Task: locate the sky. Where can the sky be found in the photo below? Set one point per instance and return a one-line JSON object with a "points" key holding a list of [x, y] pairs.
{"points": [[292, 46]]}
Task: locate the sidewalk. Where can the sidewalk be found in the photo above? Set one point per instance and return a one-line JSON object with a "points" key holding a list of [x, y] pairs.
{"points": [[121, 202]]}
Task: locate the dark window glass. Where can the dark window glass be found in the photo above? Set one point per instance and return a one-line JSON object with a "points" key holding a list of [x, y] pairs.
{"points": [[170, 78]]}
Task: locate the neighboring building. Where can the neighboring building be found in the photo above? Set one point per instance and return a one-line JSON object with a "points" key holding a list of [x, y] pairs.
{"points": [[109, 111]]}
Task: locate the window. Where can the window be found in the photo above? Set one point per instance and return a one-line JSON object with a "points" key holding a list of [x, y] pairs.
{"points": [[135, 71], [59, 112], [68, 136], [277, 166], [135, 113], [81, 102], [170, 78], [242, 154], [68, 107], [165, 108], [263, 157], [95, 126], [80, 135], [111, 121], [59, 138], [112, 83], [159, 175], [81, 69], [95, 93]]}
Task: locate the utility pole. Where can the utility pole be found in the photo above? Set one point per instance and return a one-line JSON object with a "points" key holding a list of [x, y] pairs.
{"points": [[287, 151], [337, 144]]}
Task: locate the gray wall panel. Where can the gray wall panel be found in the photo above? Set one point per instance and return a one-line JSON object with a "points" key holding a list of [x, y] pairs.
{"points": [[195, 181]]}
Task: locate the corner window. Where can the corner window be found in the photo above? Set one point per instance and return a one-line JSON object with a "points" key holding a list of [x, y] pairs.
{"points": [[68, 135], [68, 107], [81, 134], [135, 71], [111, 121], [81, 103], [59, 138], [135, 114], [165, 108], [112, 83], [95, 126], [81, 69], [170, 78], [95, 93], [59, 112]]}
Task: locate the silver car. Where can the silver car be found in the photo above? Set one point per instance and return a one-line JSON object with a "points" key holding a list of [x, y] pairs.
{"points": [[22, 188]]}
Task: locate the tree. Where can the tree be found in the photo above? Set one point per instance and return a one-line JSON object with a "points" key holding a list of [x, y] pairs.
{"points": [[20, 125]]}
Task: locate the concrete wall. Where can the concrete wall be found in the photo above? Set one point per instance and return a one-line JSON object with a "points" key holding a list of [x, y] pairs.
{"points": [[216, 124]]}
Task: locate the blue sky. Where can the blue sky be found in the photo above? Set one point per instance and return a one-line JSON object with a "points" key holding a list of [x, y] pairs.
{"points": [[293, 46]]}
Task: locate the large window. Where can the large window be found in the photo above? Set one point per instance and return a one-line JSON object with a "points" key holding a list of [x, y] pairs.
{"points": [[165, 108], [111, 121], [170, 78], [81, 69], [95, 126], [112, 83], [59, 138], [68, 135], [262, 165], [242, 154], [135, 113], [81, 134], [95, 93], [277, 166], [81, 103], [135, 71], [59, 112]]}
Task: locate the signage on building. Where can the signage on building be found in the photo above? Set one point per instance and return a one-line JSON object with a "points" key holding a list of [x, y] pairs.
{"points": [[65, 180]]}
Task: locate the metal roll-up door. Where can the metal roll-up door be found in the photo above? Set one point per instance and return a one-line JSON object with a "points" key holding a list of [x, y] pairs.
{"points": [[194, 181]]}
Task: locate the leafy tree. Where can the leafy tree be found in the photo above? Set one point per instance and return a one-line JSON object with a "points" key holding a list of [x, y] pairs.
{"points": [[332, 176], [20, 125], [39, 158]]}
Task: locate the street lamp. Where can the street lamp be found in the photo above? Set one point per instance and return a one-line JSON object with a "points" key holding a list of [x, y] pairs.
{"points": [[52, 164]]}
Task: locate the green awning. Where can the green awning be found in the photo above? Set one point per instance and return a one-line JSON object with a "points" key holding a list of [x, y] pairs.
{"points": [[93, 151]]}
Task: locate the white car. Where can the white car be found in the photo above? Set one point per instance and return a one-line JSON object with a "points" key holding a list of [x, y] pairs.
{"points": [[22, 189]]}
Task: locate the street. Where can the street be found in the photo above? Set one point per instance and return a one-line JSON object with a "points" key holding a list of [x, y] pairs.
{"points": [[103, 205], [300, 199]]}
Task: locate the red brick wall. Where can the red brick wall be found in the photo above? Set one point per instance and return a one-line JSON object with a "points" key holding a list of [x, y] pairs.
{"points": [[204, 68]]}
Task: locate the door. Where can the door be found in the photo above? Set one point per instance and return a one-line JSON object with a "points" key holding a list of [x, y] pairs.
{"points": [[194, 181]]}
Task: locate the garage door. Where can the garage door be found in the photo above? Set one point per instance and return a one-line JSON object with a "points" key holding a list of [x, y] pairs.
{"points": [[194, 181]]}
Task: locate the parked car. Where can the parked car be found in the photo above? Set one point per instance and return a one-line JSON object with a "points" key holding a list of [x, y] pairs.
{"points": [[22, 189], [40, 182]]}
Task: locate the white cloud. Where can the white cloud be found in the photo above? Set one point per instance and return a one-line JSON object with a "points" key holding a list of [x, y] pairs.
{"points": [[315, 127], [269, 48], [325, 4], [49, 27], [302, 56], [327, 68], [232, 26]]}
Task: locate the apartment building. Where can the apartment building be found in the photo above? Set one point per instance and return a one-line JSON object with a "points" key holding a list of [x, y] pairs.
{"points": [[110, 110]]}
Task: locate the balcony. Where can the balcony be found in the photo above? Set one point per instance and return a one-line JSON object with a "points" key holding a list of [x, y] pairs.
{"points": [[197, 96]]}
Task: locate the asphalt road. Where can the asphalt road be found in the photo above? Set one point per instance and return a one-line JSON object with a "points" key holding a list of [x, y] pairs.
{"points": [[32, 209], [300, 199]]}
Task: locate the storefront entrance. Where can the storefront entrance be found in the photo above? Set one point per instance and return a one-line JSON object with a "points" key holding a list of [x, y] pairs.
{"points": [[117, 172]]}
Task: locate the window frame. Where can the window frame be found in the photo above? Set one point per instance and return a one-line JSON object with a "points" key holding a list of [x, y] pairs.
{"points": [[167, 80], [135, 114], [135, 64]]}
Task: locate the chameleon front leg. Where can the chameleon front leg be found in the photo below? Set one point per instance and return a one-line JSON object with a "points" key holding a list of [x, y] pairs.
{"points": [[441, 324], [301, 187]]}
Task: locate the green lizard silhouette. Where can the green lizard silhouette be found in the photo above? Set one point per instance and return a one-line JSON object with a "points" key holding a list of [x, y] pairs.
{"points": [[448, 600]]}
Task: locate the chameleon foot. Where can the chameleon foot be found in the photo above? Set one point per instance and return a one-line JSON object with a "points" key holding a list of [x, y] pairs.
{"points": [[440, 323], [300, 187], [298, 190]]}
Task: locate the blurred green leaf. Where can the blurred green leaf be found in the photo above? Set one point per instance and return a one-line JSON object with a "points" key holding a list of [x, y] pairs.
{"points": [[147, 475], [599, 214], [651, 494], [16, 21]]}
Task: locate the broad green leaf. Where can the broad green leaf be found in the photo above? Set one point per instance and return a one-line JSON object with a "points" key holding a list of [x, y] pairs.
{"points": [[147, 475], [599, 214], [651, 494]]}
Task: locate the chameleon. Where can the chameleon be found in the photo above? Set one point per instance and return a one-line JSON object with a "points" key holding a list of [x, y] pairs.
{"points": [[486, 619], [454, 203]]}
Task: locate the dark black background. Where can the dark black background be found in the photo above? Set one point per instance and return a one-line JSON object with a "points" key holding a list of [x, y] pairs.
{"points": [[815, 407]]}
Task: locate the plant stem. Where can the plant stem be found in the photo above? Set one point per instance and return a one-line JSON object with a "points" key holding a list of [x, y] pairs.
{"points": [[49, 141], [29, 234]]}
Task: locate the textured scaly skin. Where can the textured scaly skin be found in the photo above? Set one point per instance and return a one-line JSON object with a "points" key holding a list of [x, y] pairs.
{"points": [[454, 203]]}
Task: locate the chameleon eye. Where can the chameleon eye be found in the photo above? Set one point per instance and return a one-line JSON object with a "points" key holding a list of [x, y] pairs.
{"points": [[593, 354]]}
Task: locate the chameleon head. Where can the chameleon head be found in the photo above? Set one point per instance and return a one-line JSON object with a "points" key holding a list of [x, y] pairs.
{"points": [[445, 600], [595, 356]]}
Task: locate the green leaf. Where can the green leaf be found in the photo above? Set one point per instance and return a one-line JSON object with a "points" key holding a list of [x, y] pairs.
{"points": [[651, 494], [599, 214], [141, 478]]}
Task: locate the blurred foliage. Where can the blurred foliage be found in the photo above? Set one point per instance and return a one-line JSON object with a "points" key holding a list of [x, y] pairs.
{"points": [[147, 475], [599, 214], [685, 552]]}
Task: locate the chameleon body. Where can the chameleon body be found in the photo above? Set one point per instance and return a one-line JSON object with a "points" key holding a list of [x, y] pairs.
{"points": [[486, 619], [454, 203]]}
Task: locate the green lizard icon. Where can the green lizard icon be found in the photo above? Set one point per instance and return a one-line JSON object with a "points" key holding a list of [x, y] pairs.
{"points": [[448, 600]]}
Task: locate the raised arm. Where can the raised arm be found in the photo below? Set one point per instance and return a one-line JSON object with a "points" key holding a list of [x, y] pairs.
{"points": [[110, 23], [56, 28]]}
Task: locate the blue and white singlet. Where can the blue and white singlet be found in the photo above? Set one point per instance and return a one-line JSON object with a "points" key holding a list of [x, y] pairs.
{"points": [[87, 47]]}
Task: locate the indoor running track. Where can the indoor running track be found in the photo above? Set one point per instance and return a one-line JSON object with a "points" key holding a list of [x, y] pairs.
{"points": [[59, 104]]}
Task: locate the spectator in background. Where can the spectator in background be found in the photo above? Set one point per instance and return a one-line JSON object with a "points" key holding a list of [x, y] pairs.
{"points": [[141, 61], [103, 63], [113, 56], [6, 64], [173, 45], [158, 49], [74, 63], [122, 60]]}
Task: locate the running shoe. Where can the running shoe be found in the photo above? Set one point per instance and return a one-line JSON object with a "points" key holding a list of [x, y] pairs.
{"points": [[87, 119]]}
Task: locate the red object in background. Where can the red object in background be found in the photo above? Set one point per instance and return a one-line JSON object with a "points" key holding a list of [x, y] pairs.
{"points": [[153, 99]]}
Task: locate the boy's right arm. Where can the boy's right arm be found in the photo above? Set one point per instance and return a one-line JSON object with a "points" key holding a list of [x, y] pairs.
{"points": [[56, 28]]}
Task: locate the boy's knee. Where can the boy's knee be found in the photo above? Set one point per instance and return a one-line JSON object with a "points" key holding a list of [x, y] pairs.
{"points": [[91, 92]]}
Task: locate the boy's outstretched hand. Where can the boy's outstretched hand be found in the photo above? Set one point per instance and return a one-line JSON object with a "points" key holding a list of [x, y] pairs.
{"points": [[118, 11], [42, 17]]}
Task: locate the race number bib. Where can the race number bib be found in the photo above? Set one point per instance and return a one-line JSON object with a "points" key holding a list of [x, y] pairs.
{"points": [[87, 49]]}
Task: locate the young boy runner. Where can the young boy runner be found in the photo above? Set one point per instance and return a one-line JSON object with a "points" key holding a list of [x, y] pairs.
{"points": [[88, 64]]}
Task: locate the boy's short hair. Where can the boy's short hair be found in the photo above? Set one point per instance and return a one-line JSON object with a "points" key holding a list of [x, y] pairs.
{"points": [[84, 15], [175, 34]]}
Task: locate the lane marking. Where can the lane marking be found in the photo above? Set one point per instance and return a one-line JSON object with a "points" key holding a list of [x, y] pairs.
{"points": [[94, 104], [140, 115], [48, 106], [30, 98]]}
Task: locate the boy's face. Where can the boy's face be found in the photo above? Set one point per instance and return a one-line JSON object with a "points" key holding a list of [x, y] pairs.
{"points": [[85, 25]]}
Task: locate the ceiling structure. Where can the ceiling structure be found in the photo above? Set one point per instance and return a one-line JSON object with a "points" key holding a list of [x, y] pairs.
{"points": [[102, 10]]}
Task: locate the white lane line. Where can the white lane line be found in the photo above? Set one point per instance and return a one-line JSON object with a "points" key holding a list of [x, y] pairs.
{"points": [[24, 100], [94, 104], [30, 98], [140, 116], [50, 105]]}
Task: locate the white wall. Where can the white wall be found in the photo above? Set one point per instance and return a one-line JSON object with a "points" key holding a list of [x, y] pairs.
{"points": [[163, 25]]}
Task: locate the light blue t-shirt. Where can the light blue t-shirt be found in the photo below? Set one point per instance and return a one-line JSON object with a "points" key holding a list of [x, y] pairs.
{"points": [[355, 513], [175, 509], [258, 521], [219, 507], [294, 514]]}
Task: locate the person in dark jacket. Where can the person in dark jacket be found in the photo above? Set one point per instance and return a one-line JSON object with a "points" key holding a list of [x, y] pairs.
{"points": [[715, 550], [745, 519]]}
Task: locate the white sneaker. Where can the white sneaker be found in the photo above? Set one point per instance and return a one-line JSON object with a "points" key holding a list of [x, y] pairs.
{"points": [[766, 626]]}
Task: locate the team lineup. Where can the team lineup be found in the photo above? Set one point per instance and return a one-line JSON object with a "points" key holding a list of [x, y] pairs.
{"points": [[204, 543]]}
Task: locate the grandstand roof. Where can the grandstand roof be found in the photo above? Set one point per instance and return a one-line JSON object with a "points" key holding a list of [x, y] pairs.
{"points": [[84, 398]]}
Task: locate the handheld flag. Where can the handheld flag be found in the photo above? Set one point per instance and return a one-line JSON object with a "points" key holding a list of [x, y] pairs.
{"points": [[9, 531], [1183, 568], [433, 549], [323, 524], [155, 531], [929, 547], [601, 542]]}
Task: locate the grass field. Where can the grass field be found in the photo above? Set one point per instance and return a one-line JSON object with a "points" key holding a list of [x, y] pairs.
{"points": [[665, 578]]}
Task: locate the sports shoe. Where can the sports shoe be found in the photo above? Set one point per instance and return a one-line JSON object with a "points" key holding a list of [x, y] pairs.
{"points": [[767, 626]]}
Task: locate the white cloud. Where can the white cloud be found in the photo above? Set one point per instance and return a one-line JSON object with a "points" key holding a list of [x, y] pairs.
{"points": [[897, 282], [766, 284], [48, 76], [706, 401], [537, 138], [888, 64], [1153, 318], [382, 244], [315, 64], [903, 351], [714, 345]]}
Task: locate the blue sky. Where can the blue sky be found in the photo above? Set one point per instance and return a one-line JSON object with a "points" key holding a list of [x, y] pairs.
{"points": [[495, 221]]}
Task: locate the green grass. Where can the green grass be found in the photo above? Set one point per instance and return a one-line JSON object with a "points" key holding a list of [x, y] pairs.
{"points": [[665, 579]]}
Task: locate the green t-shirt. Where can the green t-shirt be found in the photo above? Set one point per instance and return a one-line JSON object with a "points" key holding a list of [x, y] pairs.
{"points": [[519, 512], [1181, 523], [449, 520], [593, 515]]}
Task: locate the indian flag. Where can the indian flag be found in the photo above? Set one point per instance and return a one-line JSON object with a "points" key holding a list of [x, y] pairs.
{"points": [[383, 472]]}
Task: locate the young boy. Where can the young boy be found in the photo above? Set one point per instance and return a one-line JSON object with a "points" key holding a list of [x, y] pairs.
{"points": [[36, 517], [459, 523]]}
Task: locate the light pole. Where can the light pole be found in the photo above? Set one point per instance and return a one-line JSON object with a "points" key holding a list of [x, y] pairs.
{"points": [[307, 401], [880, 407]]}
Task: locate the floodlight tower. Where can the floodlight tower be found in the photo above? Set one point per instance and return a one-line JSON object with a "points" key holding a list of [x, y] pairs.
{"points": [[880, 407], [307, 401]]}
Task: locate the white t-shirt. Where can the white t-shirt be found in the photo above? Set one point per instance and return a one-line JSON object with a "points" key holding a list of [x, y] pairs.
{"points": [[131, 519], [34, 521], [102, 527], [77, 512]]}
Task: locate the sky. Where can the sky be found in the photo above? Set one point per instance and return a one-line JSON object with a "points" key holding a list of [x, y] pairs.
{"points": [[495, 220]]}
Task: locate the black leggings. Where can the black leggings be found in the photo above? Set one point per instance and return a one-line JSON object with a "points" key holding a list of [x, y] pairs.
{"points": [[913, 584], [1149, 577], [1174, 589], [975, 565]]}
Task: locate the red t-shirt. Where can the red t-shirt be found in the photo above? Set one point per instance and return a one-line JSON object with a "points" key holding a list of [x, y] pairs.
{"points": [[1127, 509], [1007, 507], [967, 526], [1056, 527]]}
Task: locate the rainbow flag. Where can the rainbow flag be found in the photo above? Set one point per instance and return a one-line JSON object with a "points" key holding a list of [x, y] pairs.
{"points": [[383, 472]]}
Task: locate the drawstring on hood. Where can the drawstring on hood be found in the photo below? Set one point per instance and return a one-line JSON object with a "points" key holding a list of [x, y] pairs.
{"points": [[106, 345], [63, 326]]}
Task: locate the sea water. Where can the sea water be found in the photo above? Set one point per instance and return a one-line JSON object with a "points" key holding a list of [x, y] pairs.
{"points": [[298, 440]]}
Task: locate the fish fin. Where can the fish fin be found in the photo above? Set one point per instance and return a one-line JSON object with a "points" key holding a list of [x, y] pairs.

------------------------------

Return only the lines running from the line with "Task: locate the white t-shirt." to the last line of the records, both included, exactly as written.

Result below:
Task: locate the white t-shirt. Where can the white t-shirt be found in the photo above? Set one point per instance and return a one-line JSON object with a "points" key holding a list of [x, y] pairs.
{"points": [[131, 519], [34, 521], [102, 527], [77, 512]]}
Task: locate the sky. Where can the sky be found in the photo above? Set one point per instance and return a one-line JSON object with a "points" key holding a list of [x, y] pairs.
{"points": [[495, 220]]}
Task: locate the black leggings. Where can the black leggings be found in the photo above? Set one point per instance and return a one-line JSON object with a "points" key holding a list of [x, y] pairs.
{"points": [[913, 584], [1149, 577], [1174, 589], [975, 565]]}
Task: locate the red t-shirt. Where can the red t-shirt be found in the photo above? Set one point per instance and return a one-line JSON object with a "points" key holding a list of [x, y] pairs.
{"points": [[1127, 509], [1007, 507], [967, 526], [1056, 527]]}
Task: locate the rainbow flag. Where can the rainbow flag be found in the photo above? Set one point per instance and return a one-line JSON object with a "points" key holding a list of [x, y] pairs.
{"points": [[383, 472]]}
Task: locate the drawstring on hood. Where can the drawstring on hood be found in the photo below? Set one point per instance and return a one-line JSON object with a "points" key holding a list of [x, y] pairs.
{"points": [[106, 345], [63, 326]]}
Task: locate the sea water. Where can the sea water be found in the photo above? Set one point per instance and return a one-line JSON object with a "points" key holding a list of [x, y] pairs.
{"points": [[298, 440]]}
Task: locate the fish fin. Where can the fish fin be found in the photo above? Set one point per instance and return a one-line JSON object with a "points" key holding a list of [x, y] pairs.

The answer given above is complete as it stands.